ARTIGO:
--------------------
Qualquer pessoa que tenha concluído um pensamento, por menor que seja, sabe que é doloroso. Trata-se de trabalho duro — na verdade, é a coisa mais difícil que os seres humanos são chamados a fazer. É fatigante, não revigorante. Se for permitido seguir o caminho de menor esforço, ninguém, jamais, pensará. Para fazer meninos e meninas, ou homens e mulheres, pensarem — e, por meio do pensamento, submeterem-se à transformação do aprendizado —, as instituições de ensino de todos os tipos trabalham na direção contrária, não na correta. Longe de tentar tornar todo o processo indolor, do começo ao fim, devemos prometer-lhes o prazer da realização como uma recompensa a ser alcançada apenas por meio de trabalho duro. Eu não estou aqui preocupado com a retórica que deveria ser empregada para convencer os americanos de que sabedoria é um bem maior que a riqueza, e, portanto, merecedora de maior esforço. Eu estou somente insistindo que não há uma via de pompa e de realeza e que nossas atuais políticas de ensino, especialmente para educação de adultos, são fraudulentas. Estamos fingindo dar-lhes algo que é descrito nos comerciais como muito valioso, mas o qual, nós prometemos, não lhes custará quase nada.
--------------------
Entradas de rotulagem da posição de objetos
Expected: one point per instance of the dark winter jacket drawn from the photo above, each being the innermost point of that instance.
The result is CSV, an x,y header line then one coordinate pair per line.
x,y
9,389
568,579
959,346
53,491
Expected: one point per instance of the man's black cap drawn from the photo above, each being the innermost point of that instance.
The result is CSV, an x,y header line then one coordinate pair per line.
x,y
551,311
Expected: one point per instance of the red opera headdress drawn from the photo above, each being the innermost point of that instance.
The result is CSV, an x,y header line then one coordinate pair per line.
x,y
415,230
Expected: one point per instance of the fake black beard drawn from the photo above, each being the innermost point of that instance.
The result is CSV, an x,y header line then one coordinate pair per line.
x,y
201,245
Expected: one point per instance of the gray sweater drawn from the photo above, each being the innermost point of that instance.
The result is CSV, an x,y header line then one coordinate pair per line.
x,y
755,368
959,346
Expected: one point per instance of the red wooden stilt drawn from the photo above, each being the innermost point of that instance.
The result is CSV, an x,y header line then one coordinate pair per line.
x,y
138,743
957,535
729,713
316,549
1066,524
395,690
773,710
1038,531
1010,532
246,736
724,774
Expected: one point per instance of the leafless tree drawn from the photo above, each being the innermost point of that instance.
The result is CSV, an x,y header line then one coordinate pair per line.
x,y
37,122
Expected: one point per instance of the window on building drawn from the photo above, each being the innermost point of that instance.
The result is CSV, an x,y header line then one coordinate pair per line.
--------------------
DESAFIOS:
1. Você pode extrair o texto sobre o esforço de pensar por inteiro, sem mudar nada?
2. Você pode converter em lista numerada as linhas desde aquela que contém "Expected: one point per instance of the red wooden" até a última linha, incluindo as duas e deixando de fora as linhas em branco?

RESPOSTAS POR TAREFA:
1.
Qualquer pessoa que tenha concluído um pensamento, por menor que seja, sabe que é doloroso. Trata-se de trabalho duro — na verdade, é a coisa mais difícil que os seres humanos são chamados a fazer. É fatigante, não revigorante. Se for permitido seguir o caminho de menor esforço, ninguém, jamais, pensará. Para fazer meninos e meninas, ou homens e mulheres, pensarem — e, por meio do pensamento, submeterem-se à transformação do aprendizado —, as instituições de ensino de todos os tipos trabalham na direção contrária, não na correta. Longe de tentar tornar todo o processo indolor, do começo ao fim, devemos prometer-lhes o prazer da realização como uma recompensa a ser alcançada apenas por meio de trabalho duro. Eu não estou aqui preocupado com a retórica que deveria ser empregada para convencer os americanos de que sabedoria é um bem maior que a riqueza, e, portanto, merecedora de maior esforço. Eu estou somente insistindo que não há uma via de pompa e de realeza e que nossas atuais políticas de ensino, especialmente para educação de adultos, são fraudulentas. Estamos fingindo dar-lhes algo que é descrito nos comerciais como muito valioso, mas o qual, nós prometemos, não lhes custará quase nada.

2.
1. Expected: one point per instance of the red wooden stilt drawn from the photo above, each being the innermost point of that instance.
2. The result is CSV, an x,y header line then one coordinate pair per line.
3. x,y
4. 138,743
5. 957,535
6. 729,713
7. 316,549
8. 1066,524
9. 395,690
10. 773,710
11. 1038,531
12. 1010,532
13. 246,736
14. 724,774
15. Expected: one point per instance of the leafless tree drawn from the photo above, each being the innermost point of that instance.
16. The result is CSV, an x,y header line then one coordinate pair per line.
17. x,y
18. 37,122
19. Expected: one point per instance of the window on building drawn from the photo above, each being the innermost point of that instance.
20. The result is CSV, an x,y header line then one coordinate pair per line.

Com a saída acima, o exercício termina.